• [Aim]:
Copy everything from the top of the listing down to and including the line that contains "566 310 631 677", requests and all, adding 91 to every bounding-box coordinate.
+===+
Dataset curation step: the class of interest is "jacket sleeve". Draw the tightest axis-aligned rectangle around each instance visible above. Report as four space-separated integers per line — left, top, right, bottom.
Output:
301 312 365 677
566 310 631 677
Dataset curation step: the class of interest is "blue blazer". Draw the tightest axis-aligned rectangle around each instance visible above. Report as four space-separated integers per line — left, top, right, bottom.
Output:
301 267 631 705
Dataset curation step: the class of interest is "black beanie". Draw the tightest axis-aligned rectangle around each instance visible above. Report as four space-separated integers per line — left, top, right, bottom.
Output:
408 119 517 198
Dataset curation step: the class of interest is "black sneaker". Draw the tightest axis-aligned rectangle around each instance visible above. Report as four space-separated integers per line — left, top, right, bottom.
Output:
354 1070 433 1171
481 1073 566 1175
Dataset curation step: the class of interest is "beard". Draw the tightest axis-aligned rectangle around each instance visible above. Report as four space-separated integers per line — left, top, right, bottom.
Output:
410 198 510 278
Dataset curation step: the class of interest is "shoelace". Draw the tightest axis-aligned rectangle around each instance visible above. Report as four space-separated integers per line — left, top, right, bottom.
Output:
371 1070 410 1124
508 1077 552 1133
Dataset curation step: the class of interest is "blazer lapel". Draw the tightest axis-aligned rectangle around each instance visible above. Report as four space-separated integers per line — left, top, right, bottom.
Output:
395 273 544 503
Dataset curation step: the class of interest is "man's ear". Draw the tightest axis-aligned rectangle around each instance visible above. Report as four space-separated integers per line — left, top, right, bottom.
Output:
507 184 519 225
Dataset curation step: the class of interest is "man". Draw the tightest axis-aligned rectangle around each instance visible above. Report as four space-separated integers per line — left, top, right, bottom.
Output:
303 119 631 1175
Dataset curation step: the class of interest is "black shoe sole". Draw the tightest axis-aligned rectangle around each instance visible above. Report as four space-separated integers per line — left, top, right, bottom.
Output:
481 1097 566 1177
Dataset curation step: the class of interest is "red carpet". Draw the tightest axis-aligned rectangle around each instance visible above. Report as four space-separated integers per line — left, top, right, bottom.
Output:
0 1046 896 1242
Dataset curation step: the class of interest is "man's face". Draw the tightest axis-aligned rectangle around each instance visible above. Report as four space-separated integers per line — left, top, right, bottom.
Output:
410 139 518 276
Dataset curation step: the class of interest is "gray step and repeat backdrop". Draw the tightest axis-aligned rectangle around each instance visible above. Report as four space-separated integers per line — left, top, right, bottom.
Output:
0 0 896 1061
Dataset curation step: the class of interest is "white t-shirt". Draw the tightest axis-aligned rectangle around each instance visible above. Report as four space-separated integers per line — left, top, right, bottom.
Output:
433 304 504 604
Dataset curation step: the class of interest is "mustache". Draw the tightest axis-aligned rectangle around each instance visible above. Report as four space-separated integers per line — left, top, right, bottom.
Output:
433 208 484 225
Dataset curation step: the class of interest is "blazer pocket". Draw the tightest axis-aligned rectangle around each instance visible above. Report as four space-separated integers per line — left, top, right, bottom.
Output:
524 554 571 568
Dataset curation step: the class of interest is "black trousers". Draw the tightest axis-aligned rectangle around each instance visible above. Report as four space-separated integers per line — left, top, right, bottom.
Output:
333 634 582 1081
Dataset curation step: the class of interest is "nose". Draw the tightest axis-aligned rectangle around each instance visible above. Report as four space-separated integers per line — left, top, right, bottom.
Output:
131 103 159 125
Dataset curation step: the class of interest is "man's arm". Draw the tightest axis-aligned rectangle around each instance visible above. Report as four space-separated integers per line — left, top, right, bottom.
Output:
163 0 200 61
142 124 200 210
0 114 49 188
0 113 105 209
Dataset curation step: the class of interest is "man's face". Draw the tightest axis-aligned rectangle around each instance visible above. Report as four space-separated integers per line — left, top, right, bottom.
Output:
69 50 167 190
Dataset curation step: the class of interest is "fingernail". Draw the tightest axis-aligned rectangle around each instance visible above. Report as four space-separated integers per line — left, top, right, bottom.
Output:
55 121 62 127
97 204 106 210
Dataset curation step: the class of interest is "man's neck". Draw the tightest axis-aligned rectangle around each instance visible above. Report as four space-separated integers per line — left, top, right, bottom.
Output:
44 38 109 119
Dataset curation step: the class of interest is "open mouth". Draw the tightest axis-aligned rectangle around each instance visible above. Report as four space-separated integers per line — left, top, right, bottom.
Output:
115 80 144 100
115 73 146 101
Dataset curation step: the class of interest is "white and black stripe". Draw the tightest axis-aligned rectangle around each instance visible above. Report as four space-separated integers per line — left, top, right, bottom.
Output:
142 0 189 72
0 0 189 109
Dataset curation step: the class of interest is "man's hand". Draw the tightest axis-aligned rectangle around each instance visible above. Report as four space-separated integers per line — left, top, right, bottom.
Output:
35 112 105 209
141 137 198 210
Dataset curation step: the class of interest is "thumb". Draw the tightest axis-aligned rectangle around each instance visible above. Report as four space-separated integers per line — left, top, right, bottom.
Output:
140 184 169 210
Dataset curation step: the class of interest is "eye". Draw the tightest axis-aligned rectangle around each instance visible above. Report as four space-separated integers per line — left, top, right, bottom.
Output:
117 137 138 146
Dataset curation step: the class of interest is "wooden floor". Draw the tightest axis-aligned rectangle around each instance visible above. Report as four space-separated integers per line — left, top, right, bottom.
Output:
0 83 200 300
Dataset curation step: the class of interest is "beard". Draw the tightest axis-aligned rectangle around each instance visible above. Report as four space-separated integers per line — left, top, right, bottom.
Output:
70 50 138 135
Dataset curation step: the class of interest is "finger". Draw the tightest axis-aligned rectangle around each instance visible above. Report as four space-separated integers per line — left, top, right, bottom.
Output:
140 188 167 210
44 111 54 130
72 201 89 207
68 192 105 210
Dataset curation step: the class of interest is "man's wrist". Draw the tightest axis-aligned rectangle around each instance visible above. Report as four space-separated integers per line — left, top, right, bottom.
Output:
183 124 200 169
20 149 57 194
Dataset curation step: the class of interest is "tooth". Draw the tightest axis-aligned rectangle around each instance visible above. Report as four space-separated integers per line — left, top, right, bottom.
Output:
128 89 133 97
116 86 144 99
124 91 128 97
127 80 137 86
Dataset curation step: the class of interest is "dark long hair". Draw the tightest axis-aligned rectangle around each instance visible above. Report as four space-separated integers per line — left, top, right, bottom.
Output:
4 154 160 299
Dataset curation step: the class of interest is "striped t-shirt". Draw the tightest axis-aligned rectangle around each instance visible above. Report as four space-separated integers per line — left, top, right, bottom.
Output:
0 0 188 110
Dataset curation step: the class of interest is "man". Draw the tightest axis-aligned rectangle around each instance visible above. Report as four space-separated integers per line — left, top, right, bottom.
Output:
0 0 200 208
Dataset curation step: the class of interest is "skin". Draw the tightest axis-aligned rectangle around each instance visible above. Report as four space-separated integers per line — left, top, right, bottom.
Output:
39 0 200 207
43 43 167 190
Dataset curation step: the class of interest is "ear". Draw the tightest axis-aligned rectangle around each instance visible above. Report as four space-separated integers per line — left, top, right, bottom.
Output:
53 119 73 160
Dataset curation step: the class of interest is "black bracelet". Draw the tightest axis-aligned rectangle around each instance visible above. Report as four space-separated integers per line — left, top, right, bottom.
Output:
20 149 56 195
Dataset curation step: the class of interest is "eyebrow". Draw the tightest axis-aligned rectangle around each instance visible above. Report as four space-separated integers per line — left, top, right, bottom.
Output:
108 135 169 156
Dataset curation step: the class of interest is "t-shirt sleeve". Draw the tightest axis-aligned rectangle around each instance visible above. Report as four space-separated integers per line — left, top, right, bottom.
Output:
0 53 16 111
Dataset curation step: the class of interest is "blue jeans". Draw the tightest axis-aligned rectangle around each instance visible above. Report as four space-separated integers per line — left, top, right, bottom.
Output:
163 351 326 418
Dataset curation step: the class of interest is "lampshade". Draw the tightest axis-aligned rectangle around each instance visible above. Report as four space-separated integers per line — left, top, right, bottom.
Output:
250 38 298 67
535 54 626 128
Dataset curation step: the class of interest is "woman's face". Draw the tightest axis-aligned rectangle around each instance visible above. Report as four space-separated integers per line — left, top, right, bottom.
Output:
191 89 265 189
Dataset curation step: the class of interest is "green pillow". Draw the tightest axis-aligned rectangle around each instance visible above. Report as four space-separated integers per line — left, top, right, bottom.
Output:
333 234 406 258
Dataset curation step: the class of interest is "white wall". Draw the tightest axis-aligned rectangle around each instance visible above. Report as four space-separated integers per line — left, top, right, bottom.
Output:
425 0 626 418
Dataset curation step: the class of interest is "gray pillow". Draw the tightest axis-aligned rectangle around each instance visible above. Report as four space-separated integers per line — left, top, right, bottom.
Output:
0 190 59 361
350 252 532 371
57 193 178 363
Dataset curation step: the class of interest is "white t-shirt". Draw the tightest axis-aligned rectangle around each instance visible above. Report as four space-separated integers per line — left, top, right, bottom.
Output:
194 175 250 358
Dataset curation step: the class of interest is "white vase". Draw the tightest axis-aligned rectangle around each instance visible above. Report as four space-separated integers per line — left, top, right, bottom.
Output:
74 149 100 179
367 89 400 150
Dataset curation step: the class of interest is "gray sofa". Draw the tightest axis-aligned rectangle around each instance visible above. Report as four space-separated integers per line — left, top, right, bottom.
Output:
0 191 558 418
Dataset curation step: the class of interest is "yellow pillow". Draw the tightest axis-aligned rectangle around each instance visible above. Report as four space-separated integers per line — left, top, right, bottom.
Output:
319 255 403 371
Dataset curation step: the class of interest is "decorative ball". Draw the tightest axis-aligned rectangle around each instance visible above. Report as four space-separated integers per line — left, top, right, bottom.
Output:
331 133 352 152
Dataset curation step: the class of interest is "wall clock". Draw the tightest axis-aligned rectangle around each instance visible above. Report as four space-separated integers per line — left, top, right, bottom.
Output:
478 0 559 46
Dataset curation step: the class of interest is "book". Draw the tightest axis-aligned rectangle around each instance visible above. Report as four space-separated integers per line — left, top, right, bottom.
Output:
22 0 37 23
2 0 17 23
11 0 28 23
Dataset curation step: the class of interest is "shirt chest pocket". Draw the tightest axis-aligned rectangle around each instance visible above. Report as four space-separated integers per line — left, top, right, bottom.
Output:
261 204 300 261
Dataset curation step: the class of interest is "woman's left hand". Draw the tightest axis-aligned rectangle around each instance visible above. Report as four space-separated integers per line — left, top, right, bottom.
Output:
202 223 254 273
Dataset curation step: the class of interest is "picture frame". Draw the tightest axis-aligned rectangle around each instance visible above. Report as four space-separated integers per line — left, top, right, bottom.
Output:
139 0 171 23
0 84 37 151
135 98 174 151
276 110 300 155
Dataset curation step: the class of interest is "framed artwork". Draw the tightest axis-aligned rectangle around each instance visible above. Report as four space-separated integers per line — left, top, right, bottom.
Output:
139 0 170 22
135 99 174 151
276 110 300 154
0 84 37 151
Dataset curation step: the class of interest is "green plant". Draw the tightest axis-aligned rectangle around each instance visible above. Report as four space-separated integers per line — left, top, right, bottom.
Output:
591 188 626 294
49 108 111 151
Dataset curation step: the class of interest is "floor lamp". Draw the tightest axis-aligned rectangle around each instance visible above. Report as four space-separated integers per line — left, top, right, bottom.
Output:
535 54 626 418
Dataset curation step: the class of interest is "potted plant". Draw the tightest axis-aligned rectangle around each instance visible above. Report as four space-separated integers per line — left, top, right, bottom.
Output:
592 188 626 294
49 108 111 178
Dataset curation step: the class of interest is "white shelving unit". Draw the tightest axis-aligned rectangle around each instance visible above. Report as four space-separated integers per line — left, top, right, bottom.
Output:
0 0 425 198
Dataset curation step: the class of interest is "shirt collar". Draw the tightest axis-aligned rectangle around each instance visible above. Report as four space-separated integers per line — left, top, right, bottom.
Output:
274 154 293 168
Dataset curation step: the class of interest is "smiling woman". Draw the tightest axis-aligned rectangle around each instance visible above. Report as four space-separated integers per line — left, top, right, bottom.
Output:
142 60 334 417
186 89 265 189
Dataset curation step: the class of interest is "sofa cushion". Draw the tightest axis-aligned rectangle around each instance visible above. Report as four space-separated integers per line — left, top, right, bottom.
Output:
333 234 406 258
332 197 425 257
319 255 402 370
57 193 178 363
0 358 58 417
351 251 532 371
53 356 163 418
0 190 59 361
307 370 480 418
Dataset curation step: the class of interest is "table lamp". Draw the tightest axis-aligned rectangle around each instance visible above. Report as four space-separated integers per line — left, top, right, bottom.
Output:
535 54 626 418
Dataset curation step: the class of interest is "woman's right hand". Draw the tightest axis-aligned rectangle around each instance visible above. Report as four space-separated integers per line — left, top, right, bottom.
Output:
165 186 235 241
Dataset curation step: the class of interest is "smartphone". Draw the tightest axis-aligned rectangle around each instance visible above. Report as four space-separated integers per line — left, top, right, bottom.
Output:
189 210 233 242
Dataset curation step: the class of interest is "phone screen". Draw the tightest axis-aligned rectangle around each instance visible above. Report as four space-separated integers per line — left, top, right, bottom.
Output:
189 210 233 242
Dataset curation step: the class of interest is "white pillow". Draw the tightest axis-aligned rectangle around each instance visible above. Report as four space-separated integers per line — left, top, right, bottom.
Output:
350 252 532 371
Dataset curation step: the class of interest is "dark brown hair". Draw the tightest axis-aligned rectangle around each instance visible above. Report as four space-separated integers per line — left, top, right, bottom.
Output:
+===+
• [Completed exercise]:
Dataset curation step: the class of interest is "jacket sleeve". Draw the tightest axis-aligned rectangle around each instance visible above. Report as four space-separated integers per line — left, top, right, bottom.
Output:
392 403 456 768
657 401 722 768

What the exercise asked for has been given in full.